##### Extract provided
(food-borne botulism and infant botulism)
South Dakota Department of Health
Office of Disease Prevention Services - 605-773-3737 — (1-800-592-1861 in South Dakota only)
This material is provided for informational purposes only and is not a substitute
for medical care. We are not able to answer personal medical questions. Please see your
health care provider concerning appropriate care, treatment or other medical advice.
What is botulism?
Botulism is a rare but serious food poisoning caused by a toxin produced by the bacteria, Clostridium botulinum.
What causes botulism?
Food-borne botulism is caused by eating a food containing the toxin. It often involves improperly processed home-canned foods. Botulism in infants under one year of age has been associated with eating of contaminated honey.
How is botulism spread?
Person to person spread does not occur. A person must eat contaminated food that has not been properly cooked or reheated after the toxin has been produced by the bacteria. With infant botulism, an infant must eat bacterial spores, which then produce the toxin in his/her gastrointestinal tract.
What are the symptoms of botulism?
Food-borne and infant botulism produce symptoms that affect the nervous system. The symptoms include blurred or double vision, general weakness, poor reflexes, dizziness, dry mouth, slurred speech, and difficulty swallowing.
##########
# Brief 1
Name every symptom of food-borne and infant botulism that the botulism fact sheet lists.
# Brief 2
According to the botulism fact sheet, which bacteria produce the toxin that causes botulism?
The records that follow the fact sheet are separate material with no connection to it.
##### Data under study
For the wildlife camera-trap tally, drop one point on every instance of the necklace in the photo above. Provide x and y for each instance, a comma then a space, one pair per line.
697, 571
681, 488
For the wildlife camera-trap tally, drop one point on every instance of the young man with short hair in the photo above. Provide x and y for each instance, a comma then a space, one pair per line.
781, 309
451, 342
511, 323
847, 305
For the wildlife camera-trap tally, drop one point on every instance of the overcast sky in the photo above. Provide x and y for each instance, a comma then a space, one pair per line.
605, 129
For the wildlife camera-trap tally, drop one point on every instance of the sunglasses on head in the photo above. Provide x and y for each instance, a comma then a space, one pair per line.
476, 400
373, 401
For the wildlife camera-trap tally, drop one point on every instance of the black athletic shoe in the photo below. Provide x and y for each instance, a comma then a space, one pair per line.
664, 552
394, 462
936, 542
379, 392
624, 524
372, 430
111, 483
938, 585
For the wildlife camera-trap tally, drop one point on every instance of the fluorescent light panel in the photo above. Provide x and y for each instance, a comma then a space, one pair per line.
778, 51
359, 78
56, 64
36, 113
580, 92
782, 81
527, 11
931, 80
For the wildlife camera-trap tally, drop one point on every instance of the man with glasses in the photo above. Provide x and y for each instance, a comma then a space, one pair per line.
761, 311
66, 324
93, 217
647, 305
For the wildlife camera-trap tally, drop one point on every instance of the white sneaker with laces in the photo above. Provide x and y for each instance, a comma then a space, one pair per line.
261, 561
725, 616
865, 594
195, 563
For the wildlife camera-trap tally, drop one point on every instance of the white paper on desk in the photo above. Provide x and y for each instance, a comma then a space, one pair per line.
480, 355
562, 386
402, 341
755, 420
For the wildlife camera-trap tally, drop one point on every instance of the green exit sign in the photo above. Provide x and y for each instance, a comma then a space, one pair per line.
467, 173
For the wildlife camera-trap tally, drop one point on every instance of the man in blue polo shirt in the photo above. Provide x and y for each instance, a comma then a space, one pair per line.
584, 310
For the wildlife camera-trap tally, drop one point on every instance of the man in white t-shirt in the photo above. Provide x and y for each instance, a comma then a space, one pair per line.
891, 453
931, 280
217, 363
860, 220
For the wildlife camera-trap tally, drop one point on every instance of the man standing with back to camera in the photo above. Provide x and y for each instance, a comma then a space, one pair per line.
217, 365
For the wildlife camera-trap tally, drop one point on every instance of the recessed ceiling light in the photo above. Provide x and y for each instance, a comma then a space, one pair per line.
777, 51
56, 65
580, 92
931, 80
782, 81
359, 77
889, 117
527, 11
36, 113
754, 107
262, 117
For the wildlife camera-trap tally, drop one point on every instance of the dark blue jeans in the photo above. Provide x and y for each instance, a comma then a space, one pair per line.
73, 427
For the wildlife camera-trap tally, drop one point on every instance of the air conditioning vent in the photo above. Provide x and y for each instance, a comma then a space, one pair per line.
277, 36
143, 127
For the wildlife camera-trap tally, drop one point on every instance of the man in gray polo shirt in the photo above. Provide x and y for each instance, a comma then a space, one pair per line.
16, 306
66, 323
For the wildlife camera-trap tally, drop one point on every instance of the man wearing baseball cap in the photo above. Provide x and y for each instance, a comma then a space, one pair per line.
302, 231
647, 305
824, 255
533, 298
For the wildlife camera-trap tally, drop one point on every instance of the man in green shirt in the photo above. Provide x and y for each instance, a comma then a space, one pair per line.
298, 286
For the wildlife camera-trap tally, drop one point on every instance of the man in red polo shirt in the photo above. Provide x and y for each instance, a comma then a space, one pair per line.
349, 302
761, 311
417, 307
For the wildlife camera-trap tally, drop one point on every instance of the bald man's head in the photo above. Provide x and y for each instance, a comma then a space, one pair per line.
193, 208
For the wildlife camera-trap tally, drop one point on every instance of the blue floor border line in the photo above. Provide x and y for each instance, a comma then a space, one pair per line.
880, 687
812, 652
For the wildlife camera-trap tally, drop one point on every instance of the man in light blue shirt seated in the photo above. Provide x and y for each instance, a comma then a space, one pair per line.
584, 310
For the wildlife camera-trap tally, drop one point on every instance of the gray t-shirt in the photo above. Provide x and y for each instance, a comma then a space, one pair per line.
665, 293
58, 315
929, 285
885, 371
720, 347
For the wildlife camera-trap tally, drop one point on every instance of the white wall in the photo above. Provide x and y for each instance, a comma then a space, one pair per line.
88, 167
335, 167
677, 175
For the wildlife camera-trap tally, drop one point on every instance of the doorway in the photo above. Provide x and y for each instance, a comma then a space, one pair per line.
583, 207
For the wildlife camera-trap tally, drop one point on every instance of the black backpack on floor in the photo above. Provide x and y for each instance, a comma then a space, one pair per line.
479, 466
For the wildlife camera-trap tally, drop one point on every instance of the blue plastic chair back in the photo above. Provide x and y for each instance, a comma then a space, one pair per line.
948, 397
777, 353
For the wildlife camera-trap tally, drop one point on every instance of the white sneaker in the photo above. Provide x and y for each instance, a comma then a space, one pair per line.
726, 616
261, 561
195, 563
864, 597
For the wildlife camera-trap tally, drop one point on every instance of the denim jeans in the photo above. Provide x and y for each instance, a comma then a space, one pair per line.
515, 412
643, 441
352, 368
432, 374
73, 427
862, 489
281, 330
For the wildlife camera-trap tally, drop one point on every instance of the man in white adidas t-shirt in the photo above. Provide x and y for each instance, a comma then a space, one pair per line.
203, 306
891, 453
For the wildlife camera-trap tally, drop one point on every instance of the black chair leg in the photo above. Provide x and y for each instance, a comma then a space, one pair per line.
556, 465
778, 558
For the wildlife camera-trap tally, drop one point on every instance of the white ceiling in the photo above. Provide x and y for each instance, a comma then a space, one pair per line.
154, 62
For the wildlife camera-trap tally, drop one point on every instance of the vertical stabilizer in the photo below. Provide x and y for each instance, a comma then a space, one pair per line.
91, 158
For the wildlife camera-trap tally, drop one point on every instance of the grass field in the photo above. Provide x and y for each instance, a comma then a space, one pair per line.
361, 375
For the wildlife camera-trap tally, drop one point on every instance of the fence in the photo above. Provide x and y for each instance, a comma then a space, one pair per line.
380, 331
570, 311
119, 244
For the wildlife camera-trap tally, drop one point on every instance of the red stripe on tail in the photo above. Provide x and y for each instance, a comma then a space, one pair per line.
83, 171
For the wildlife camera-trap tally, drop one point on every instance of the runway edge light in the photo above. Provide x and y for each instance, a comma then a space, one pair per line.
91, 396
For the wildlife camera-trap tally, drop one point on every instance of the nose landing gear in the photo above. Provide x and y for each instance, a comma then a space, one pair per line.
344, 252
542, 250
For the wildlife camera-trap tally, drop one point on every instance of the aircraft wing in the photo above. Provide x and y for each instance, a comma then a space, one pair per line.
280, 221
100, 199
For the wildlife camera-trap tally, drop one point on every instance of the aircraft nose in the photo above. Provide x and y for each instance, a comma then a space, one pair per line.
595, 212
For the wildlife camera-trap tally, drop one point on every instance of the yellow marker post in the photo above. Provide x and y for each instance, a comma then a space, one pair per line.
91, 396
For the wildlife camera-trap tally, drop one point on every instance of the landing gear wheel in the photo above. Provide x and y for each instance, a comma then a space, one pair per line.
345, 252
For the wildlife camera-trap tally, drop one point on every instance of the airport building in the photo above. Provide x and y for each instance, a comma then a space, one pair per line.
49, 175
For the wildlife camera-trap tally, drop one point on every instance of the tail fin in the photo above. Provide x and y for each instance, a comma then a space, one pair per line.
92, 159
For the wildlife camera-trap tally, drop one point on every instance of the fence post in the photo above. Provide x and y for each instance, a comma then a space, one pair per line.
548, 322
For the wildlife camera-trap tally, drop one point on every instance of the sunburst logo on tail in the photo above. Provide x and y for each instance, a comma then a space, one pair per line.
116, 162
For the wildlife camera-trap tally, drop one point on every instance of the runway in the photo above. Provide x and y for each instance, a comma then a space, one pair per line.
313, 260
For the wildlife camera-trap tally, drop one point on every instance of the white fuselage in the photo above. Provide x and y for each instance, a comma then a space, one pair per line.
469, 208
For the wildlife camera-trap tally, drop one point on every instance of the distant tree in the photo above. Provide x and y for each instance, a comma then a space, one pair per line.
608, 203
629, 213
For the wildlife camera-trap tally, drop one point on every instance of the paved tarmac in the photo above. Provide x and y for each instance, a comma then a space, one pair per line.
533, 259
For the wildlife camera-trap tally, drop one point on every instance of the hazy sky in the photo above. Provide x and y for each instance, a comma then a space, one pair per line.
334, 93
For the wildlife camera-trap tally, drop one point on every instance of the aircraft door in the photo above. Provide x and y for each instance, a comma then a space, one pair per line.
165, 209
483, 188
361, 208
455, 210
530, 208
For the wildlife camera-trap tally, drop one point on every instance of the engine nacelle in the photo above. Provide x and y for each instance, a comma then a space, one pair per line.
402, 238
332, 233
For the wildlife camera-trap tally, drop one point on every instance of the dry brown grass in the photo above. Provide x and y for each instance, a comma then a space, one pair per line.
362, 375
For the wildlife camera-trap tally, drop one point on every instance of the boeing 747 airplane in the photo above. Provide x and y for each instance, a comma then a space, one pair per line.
##########
# Worked solution 1
Blurred or double vision, general weakness, poor reflexes, dizziness, dry mouth, slurred speech, and difficulty swallowing.

# Worked solution 2
Clostridium botulinum.